- Stated task A -
Which lines in the entries below contain the word "marble"? Find each one and copy it whole. Case counts.

- Passage provided -
"""
Market Watch - November 24, 2006
Dr. and Mrs. Millhalf’s grandchildren’s portfolio has passed its first anniversary with very good results. Their portfolio is up 14.2% in the first year. During that same time the Dow Jones Industrial Average was up 14.4%. The Millhalf’s original goals were to invest $500,000 for their grandchildren in A-rated securities. They were interested in purchasing companies that paid a high dividend yield and that dominated their industries. Their dream is to see their grandchildren’s money grow at 15% a year.
DR. (Ret.)
and Mrs. MILLHALF'S PORTFOLIO November 2005 - November 2006 |
||
November
2005 |
November
2006 |
|
Bank
of America (BAC) |
$52,864 |
$64,505 |
Gold
Fund (GLD) |
$51,891 |
$64,795 |
Pfizer (PFE) |
-0- |
$58,310 |
U.S. Tobacco
(UST) |
$49,325 |
$73,360 |
Money Market Fund |
$350,003 |
$309,880 |
Total Portfolio Value | $504,083 |
$570,850 |
Dow Jones Industrials | 10,700 pts. |
12,250 pts. |
Mrs. Millhalf: I
remember when we started this a year ago and Market Watch pointed
out that the Dow gained an average return for investors of about
10.5% since World War II. Our 14.2% return beats the long term average.
But, last year the portfolio gained less than the Dow Jones Industrial
Average.
Market Watch: The
Dow is only a tool to gauge ones overall investment gain against
the 30 most dominant companies in the world. To compare your portfolio
with the Dow would require taking the Tax Free Bonds out of your
portfolio so just the stocks in the portfolio could be compared
to the Dow.
Dr. Millhalf: More
than 50% of our portfolio is still in tax free securities and not
invested in stocks. The “tax frees” have only increased
in value from interest payments of about 4%. So the stocks in our
portfolio must have out performed the Dow stocks.
Market Watch: You
are correct. Your stocks were up 38% as compared to the Dow stocks
that were up 14%. Also, your gold investments gained 30%.
Mrs. Millhalf: I
have heard the expression that “cash is trash”. With
returns like this, why don’t we get rid of all our money market
cash and buy more stocks.
Market Watch: When
you started investing in this portfolio, you pointed out how important
you felt it was to be invested safely. You and Dr. Millhalf decided
that you would use the tried and true Dow Theory of value investing
and apply that theory to securities as Warren Buffet has applied
it. Mr. Buffet’s philosophy is to buy larger positions in
great, but fewer, companies. Using that theory of investment, last
year there were not many undervalued securities available that met
your requirements as dominant companies in their industry that paid
a high cash dividend, and that were selling below their historical
price earnings average. You have accumulated some fantastic companies.
"""
- Stated task B -
Quote the part of the Market Watch article above that opens with the words containing "Dr. Millhalf: More" and closes with "investments gained 30%.", copying it word for word.

- Record excerpts -
"""
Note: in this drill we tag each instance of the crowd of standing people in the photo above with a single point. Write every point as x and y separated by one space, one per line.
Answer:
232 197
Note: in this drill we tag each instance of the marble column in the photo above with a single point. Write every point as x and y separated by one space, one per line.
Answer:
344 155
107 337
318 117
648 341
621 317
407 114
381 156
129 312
"""
"""
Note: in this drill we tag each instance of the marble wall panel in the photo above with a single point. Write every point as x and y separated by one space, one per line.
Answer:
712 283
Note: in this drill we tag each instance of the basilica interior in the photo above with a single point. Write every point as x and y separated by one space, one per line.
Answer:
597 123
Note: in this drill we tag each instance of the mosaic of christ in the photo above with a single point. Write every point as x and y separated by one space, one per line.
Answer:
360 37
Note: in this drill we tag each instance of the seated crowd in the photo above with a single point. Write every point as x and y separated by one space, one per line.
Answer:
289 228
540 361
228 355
"""
"""
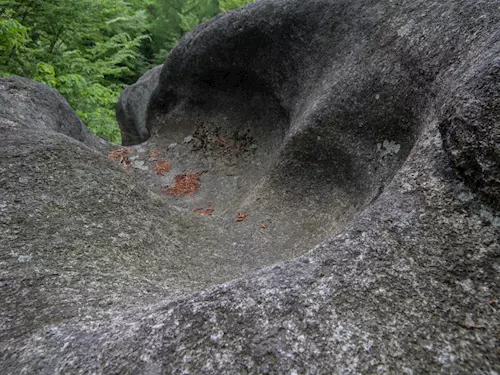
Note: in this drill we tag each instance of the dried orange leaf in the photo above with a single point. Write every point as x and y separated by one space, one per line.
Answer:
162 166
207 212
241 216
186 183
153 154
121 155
"""
- Task result A -
Note: in this drill we tag each instance of the marble column in the photo above with a single point. Write every point as x and y separated by one space, one per line.
Note: in this drill we tag each instance of the marble wall panel in the photo above with a single point. Write every point as x and y separated by one space, one per line.

- Task result B -
Dr. Millhalf: More
than 50% of our portfolio is still in tax free securities and not
invested in stocks. The “tax frees” have only increased
in value from interest payments of about 4%. So the stocks in our
portfolio must have out performed the Dow stocks.
Market Watch: You
are correct. Your stocks were up 38% as compared to the Dow stocks
that were up 14%. Also, your gold investments gained 30%.